» **What is being asked**:
Determine how many lines of the data below contain "provide", then give only that number.

» **Material to process**:
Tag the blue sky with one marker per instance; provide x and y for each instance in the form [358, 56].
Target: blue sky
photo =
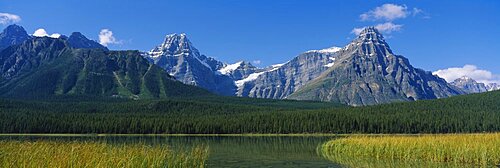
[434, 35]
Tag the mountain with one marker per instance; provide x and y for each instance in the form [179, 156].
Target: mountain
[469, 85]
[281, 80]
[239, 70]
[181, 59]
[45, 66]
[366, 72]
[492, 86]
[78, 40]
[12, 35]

==

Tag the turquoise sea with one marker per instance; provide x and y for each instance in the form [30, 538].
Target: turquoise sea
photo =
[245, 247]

» **Task response**:
3